- [Action item] Throughout the records below, find the lines with the string "outline" and give how many there are, nothing else.

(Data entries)
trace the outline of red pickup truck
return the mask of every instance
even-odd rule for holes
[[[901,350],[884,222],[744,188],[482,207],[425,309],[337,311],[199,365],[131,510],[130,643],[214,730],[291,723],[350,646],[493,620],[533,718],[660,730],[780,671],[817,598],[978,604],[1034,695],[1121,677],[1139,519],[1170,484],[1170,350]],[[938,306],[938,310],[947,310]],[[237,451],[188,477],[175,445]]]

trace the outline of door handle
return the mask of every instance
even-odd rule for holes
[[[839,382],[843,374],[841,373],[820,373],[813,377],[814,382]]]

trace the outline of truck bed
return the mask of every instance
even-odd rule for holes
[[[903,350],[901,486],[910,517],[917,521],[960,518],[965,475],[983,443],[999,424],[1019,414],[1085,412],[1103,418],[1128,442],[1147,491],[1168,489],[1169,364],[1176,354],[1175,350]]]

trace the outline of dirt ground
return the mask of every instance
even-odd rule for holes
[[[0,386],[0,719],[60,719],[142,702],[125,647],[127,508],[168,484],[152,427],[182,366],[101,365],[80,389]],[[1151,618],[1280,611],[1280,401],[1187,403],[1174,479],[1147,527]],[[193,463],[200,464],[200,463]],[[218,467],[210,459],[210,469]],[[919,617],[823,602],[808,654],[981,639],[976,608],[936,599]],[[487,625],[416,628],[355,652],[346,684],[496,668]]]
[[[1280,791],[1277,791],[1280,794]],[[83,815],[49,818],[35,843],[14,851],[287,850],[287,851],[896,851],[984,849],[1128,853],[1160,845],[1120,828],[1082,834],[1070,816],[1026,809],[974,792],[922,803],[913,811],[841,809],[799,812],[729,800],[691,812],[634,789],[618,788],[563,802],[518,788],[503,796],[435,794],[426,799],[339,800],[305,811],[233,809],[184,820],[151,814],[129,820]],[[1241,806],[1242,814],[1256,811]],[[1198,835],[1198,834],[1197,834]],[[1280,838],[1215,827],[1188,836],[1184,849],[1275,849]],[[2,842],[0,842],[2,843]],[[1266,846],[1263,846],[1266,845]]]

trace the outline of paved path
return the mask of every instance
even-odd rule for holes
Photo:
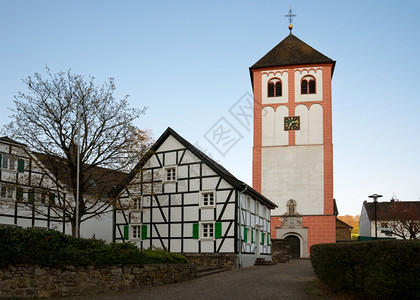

- [Exercise solution] 5